Reproduce the records below in full and word for word, excluding pictures.

**Dataset records**
★ ★ ★ ★

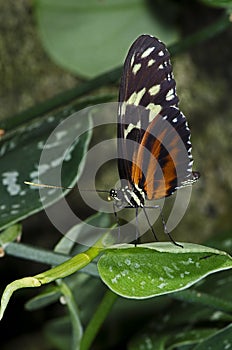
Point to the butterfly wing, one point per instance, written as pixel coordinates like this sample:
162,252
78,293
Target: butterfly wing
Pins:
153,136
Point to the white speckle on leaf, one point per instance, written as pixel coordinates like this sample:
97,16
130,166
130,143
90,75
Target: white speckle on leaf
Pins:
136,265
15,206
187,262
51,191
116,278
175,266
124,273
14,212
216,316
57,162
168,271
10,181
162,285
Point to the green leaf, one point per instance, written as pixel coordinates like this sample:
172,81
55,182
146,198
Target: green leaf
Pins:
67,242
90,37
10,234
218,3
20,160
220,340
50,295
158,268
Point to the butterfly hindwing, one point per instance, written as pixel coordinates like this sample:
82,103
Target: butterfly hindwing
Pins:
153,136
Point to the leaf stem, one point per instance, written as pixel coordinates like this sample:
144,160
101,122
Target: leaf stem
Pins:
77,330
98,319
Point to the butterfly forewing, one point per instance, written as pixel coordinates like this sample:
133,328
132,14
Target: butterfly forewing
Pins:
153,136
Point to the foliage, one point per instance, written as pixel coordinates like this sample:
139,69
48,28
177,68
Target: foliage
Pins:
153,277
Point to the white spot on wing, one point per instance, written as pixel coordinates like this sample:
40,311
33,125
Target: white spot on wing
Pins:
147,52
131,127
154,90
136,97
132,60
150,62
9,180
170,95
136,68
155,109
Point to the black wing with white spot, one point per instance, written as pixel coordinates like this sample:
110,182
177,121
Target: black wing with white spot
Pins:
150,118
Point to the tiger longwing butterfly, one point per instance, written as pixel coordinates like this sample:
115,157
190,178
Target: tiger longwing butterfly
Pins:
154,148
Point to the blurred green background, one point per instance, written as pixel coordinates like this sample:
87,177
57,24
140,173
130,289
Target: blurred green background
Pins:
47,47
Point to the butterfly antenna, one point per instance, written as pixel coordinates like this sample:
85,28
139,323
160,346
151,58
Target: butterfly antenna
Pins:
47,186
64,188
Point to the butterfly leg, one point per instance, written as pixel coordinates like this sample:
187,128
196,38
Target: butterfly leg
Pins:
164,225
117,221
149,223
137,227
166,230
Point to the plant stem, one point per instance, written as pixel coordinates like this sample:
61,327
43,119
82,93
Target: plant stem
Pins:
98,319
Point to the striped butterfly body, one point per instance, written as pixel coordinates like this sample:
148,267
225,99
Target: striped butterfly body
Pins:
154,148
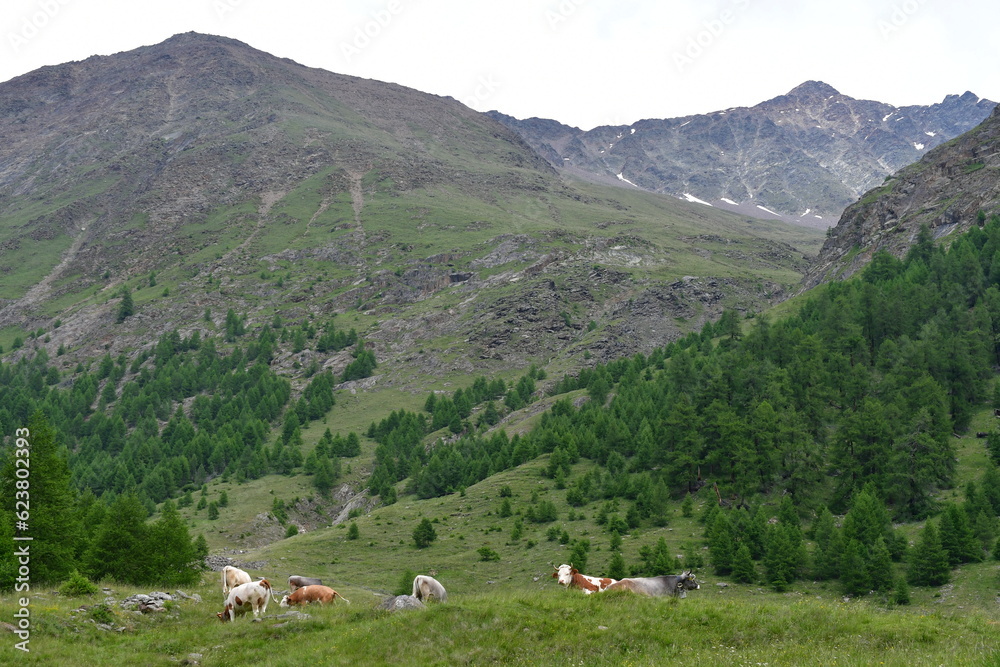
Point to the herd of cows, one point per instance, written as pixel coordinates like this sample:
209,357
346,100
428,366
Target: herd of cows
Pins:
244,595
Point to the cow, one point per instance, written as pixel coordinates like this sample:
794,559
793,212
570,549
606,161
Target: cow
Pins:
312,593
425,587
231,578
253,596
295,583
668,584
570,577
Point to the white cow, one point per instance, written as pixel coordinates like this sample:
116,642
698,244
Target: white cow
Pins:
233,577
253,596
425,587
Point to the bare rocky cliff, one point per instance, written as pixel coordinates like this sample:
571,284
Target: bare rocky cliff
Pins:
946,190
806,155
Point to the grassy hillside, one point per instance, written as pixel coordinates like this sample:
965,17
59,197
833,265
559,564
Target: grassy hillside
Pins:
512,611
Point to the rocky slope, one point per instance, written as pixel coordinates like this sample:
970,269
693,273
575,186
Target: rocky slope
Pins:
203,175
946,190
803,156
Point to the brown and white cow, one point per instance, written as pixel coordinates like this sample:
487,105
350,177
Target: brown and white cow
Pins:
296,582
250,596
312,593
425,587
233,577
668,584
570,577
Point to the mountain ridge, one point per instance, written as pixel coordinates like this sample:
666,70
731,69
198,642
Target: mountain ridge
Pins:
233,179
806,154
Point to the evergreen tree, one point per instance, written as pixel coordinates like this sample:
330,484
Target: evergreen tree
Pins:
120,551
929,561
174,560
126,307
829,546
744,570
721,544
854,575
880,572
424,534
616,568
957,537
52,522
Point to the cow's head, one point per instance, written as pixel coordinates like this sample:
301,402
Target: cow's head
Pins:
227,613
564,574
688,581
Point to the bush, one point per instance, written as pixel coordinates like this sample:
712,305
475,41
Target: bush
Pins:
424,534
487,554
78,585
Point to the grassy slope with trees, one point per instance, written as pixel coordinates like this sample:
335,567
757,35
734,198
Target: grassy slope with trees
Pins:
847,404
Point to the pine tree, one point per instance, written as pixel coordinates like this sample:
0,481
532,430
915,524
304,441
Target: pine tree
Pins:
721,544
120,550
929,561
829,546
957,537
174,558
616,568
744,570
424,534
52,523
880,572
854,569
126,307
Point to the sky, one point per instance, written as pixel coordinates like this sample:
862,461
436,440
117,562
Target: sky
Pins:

★ ★ ★ ★

**The response**
Point to the butterfly wing, one point per instance, written as pixel coordinates like this sample:
162,252
78,293
Target: butterfly wing
Pins:
153,136
Point to the white speckle on leaf, one point per instance, written as pixel coordinates like this sample:
97,16
130,166
130,143
90,75
Target: white speckle on leaf
Pins:
136,265
15,206
187,262
51,191
116,278
175,266
124,273
14,212
216,316
57,162
168,271
10,181
162,285
Point to the green leaf, one point per instance, written as pixel coordinates like this sample:
172,81
55,182
146,198
Target: green leaf
Pins:
67,242
90,37
10,234
218,3
20,160
220,340
50,295
158,268
Point to the butterfly hindwing, one point per instance, written as pixel coordinates like this sample:
82,103
Target: butterfly hindwing
Pins:
153,136
Point to the leaf stem, one point per instance, written as pixel coordinates like this sample:
144,160
101,122
Target: leaf stem
Pins:
77,330
98,319
Point to the butterfly forewing, one point per instance, written as pixel coordinates like this sample:
133,328
132,14
Target: butterfly forewing
Pins:
153,136
Point to the foliage, one point per instance, written as pixel coordinates like this sample:
139,69
48,28
177,68
Target: foliage
Pins:
153,277
Point to the white spot on wing, one point per instance, written as pixel coordinates like this sample:
40,311
33,125
Target: white spot on wing
Pins:
147,52
131,127
154,90
136,97
132,60
150,62
9,180
170,95
136,68
155,109
Point to the black wing with white spot, one point per instance, written as pixel coordinates like this sample:
110,182
177,121
Target: black wing with white spot
Pins:
150,118
Point to the tiger longwing butterfly, one point per instance, written as pixel coordinates like this sample:
115,157
190,178
Target: tiger longwing butterfly
Pins:
154,148
Point to the blurred green background, one point per instance, written as pixel coordinates like this sample:
87,177
57,24
140,173
130,289
Target: blurred green background
Pins:
47,47
Point to the butterfly antenna, one point per instance, written as pixel coordinates like this sample:
85,28
139,323
160,346
151,58
Target: butterfly antenna
Pins:
47,186
64,188
Point to the butterfly leg, one point per instance, written as pixel coordinates like this sample:
187,128
196,38
Target: butterfly leg
Pins:
164,225
117,221
149,223
137,227
166,230
Point to the plant stem, one point per instance, written as pixel coordinates like this sample:
61,327
43,119
82,93
Target: plant stem
Pins:
98,319
Point to the striped butterfly body, one point per instance, written as pixel coordinates like this sample:
148,267
225,99
Target: striped butterfly body
Pins:
154,148
Point to the herd of cows, one point per instance, written as pixel coordinates like this sample:
209,357
346,100
428,366
Target: herd of cows
Pins:
244,595
Point to the cow, one point per instance, written as pixel coordinates like this sample:
794,559
793,212
570,549
606,161
Target: cow
Pins:
312,593
425,587
231,578
253,596
295,583
668,584
570,577
Point to the white cow, one point per instance, written as pixel coordinates like this sample:
116,642
698,244
Target: white cow
Pins:
233,577
253,596
425,587
Point to the bare rocky cliff, one point per instance, written as pixel coordinates like this sample:
571,284
Target: bare rocky cliff
Pins:
946,190
806,155
Point to the grassy hillside, one point per instance, written as pixel coordinates like this sample:
965,17
59,197
833,265
559,564
Target: grassy hillside
Pins:
512,611
Point to the rocky slope, one point per instance, written as pixel coordinates like this sample:
970,269
693,273
575,186
Target: rocky slope
Pins:
203,175
946,190
803,156
Point to the brown and white cow, one point per instance, written as pixel coordinates like this sample:
487,105
350,177
Target: brown and white cow
Pins:
296,582
250,596
312,593
425,587
233,577
668,584
570,577
Point to the mountain ridge, one point per instance, written as pixel coordinates like this sample:
666,70
731,69
198,642
Target: mountain ridge
Pins:
233,179
806,154
Point to the evergreen tree, one point per instance, written as pixel coordinates like this sample:
330,484
Target: evergreen tree
Pins:
120,551
929,561
174,560
126,307
829,546
744,570
721,544
854,575
880,572
424,534
616,568
957,537
52,522
Point to the cow's head, one point per instance, written as pixel coordinates like this sample:
301,402
Target: cow's head
Pins:
227,613
564,574
688,581
Point to the bush, one point per instance, written as pixel coordinates like this sample:
712,305
475,41
Target: bush
Pins:
424,534
487,554
78,585
Point to the grassy slope with trees, one point per instance, written as pixel coordinates like this sample:
335,567
757,35
734,198
Target: grassy slope with trees
Pins:
847,404
Point to the pine tree, one point per instance, written as pixel coordinates like this sample:
0,481
532,430
915,524
304,441
Target: pine tree
Pins:
721,544
120,550
929,561
829,546
957,537
174,558
616,568
744,570
424,534
52,523
880,572
854,569
126,307
Point to the sky, one point per instance, written as pixel coordinates like this sample:
862,461
436,440
117,562
Target: sky
Pins:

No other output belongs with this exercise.